- _WHAT YOU NEED TO DO_: Will you return, word for word, only the lines from the top of the data below down to and including the one with "target | high-rise building"?

- _DATA RECORDS_:
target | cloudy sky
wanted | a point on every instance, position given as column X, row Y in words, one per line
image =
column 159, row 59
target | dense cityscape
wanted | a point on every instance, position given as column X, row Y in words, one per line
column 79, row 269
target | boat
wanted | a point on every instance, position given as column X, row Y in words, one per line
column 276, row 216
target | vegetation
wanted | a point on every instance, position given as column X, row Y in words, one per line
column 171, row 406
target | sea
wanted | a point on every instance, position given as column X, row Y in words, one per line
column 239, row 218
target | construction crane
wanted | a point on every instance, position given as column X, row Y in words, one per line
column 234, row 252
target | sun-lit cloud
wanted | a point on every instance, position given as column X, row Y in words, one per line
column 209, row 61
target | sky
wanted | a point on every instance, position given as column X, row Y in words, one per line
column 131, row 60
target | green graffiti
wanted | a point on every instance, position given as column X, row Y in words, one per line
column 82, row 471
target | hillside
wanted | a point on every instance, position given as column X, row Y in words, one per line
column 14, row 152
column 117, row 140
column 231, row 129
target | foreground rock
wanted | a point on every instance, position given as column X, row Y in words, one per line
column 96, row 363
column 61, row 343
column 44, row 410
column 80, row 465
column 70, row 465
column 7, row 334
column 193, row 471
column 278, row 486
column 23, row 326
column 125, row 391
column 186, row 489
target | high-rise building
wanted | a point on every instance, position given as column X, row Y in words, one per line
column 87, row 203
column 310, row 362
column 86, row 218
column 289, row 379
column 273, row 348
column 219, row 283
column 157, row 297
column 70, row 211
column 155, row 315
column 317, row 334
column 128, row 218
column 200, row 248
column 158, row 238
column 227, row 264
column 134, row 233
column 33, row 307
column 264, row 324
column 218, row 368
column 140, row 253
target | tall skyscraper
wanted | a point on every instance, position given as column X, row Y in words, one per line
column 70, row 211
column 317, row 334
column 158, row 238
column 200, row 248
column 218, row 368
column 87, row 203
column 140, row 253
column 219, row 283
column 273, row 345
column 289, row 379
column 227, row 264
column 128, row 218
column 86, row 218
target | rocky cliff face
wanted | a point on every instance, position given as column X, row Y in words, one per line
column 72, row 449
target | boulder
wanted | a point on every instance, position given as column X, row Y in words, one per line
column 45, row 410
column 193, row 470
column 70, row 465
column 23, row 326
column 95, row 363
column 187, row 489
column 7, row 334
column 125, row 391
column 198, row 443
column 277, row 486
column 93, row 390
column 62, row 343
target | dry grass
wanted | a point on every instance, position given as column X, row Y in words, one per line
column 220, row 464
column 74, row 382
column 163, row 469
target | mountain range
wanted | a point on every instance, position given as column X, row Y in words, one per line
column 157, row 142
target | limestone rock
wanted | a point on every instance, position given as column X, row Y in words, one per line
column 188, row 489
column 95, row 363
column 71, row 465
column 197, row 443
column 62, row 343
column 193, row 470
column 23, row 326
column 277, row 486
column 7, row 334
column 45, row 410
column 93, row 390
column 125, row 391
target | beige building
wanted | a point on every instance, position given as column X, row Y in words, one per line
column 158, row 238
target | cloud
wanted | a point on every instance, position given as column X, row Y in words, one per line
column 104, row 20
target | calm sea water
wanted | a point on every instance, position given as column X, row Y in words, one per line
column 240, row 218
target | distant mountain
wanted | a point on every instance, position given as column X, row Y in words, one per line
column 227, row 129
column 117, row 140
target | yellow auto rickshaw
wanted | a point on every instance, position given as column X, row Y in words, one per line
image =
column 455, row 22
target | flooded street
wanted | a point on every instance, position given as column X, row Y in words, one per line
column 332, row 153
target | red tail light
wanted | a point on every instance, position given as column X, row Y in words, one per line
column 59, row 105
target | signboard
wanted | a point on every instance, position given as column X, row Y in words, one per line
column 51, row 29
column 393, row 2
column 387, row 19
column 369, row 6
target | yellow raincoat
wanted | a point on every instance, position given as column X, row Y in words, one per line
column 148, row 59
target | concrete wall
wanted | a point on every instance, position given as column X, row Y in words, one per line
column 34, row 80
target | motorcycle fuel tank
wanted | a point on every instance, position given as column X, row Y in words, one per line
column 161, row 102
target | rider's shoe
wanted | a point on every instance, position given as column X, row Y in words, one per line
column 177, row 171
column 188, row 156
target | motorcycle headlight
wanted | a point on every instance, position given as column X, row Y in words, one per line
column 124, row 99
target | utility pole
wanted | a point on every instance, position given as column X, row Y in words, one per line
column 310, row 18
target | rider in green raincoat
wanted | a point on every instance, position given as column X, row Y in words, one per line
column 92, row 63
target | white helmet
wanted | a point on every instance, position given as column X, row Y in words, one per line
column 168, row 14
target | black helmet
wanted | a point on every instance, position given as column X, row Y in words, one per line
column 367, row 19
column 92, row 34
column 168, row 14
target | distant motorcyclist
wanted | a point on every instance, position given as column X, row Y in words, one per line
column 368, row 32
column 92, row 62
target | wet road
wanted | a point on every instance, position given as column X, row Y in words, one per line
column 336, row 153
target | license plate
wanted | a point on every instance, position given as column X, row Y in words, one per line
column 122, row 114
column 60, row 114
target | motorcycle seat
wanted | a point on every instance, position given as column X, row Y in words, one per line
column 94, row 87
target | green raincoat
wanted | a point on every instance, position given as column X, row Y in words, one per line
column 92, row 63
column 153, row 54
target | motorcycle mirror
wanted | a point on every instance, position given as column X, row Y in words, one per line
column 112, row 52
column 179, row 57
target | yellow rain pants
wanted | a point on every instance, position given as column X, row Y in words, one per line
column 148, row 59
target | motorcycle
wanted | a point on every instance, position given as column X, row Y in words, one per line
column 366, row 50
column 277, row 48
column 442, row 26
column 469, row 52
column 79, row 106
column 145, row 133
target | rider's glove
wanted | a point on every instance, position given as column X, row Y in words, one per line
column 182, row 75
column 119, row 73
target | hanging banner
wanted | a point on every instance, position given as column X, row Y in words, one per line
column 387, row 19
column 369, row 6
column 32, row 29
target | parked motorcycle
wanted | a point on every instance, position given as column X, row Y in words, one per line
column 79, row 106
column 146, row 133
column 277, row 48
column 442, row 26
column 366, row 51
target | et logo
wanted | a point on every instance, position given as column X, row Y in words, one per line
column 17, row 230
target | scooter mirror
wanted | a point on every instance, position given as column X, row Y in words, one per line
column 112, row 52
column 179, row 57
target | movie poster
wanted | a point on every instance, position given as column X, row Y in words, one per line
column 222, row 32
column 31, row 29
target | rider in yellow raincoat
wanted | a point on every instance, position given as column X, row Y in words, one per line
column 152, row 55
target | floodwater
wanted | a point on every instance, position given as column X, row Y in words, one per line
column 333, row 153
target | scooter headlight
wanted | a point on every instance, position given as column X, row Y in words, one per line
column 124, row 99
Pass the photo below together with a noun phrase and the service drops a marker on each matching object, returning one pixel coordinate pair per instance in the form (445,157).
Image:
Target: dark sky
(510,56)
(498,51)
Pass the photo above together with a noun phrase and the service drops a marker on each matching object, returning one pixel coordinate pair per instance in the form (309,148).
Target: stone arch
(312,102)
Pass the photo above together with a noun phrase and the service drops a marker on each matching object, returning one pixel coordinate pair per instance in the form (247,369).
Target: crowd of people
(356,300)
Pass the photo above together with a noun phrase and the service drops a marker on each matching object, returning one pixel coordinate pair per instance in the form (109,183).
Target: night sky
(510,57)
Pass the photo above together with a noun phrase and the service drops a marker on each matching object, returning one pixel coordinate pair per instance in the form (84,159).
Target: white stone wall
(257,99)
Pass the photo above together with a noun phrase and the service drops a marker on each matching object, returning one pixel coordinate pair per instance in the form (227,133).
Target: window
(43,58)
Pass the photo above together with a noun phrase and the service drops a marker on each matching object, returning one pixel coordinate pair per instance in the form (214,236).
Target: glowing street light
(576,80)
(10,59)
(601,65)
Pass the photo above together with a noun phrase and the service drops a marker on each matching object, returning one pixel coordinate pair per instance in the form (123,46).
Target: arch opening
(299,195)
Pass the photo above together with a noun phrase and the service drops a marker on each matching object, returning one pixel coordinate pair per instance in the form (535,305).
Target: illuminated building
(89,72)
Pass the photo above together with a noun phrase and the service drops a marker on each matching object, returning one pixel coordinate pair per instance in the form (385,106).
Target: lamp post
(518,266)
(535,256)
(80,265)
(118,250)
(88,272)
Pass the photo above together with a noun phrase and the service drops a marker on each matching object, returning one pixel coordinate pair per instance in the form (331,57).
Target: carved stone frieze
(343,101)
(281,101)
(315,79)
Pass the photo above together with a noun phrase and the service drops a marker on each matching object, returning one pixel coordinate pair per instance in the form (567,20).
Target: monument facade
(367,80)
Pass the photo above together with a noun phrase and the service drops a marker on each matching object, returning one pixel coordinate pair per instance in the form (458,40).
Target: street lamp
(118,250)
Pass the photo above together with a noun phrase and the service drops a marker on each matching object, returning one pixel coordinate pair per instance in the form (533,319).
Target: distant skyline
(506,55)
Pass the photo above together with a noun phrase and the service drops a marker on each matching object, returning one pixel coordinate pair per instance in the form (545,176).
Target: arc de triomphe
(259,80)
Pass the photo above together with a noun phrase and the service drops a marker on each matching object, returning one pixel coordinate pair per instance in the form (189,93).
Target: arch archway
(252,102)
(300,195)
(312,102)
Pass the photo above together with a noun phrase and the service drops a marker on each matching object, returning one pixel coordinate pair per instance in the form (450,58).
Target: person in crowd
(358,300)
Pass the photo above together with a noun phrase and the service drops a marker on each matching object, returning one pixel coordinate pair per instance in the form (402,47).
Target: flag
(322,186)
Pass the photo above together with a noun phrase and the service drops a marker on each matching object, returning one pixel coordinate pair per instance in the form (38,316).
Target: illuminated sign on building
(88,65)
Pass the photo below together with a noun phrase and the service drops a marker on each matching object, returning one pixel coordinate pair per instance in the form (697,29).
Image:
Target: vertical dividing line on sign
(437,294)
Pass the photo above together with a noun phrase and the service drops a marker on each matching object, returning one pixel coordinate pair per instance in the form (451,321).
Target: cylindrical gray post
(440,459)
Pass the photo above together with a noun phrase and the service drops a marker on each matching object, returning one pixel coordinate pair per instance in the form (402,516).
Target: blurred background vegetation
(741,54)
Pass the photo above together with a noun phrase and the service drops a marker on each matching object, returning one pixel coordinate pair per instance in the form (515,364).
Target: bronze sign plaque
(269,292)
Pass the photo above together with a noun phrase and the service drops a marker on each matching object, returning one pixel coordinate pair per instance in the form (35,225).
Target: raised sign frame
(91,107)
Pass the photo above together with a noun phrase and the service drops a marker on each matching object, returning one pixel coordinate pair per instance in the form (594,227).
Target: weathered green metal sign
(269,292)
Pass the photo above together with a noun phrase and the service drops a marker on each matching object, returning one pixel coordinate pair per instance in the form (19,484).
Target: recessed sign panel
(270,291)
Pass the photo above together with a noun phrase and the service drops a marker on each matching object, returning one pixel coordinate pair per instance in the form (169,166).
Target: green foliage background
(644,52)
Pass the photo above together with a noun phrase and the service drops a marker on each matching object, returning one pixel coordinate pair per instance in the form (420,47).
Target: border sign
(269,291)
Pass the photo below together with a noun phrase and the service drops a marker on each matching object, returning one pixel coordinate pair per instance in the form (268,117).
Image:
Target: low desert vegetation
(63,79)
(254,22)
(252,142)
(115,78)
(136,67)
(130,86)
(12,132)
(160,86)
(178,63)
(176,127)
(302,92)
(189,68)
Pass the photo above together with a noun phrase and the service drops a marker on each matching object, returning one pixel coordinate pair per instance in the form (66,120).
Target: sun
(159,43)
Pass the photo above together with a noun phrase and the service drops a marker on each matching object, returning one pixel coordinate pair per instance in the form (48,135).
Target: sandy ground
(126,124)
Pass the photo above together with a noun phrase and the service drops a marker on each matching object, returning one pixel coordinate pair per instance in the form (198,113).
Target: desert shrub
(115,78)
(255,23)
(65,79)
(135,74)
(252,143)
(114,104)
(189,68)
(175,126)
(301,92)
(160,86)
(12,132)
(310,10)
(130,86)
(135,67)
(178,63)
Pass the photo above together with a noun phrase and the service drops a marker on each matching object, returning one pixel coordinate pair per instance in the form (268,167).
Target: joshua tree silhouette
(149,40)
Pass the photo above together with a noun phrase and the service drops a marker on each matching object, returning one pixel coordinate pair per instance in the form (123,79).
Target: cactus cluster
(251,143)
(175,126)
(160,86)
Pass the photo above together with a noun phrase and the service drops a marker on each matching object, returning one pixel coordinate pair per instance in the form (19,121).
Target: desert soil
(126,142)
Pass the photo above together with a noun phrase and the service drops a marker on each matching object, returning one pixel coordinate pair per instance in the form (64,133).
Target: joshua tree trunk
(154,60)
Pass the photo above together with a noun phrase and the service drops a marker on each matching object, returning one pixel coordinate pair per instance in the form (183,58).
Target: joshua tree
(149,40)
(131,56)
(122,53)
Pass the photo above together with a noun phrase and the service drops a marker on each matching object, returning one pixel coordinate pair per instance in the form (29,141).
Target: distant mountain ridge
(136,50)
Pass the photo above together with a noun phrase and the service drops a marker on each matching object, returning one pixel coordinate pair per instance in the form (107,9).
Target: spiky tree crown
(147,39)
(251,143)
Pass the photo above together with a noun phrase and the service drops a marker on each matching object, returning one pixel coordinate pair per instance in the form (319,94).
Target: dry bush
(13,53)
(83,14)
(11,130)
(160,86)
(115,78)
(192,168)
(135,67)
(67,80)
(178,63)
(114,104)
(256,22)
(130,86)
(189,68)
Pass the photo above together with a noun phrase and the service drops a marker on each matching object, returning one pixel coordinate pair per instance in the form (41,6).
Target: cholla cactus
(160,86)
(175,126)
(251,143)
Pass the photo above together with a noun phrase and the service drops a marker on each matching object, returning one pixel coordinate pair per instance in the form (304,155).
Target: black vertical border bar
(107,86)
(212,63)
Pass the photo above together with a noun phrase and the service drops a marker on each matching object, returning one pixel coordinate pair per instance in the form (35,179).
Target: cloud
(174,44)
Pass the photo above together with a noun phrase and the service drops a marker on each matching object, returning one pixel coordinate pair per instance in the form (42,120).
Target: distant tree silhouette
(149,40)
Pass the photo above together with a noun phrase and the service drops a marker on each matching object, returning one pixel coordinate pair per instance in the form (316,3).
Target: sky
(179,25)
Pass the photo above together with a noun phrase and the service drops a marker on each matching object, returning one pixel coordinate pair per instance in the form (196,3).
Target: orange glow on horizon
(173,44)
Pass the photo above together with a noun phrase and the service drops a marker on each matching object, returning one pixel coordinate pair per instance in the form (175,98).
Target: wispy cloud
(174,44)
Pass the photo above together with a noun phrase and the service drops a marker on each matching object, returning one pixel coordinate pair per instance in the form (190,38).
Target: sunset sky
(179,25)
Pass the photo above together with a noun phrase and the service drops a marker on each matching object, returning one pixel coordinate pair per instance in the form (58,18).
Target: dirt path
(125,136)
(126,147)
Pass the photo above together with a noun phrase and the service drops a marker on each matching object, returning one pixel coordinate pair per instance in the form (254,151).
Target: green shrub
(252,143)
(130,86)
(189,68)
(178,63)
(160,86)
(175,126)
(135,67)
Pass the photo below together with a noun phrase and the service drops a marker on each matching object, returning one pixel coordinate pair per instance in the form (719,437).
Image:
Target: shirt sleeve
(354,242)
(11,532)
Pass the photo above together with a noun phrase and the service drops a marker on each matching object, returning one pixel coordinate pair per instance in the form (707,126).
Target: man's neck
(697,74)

- _REPLY_:
target | cloudy sky
wanted | a point on every instance, position given as column X, row Y in words, one per line
image =
column 159, row 59
target | dense cityscape
wanted | a point on every instance, position given as column X, row Y in words, one per line
column 79, row 269
target | boat
wanted | a point on every instance, position given as column X, row Y in words, one per line
column 276, row 216
target | vegetation
wanted | a point on every instance, position given as column X, row Y in words, one per line
column 171, row 406
target | sea
wanted | a point on every instance, position given as column X, row Y in words, one per line
column 239, row 218
target | construction crane
wanted | a point on every instance, position given as column X, row Y in words, one per line
column 234, row 252
target | sun-lit cloud
wanted | a point on every instance, position given as column X, row Y in words, one per line
column 209, row 61
target | sky
wanted | a point on every instance, position given as column X, row Y in words, one per line
column 131, row 60
target | green graffiti
wanted | a point on every instance, position given as column X, row Y in words, one per line
column 82, row 471
target | hillside
wanted | a point on every instance, position given as column X, row Y in words, one per line
column 14, row 152
column 117, row 140
column 231, row 129
target | foreground rock
wanted | a point on every instance, position given as column X, row Y in words, one per line
column 96, row 363
column 61, row 343
column 44, row 410
column 80, row 465
column 70, row 465
column 7, row 334
column 193, row 471
column 278, row 486
column 23, row 326
column 125, row 391
column 186, row 489
target | high-rise building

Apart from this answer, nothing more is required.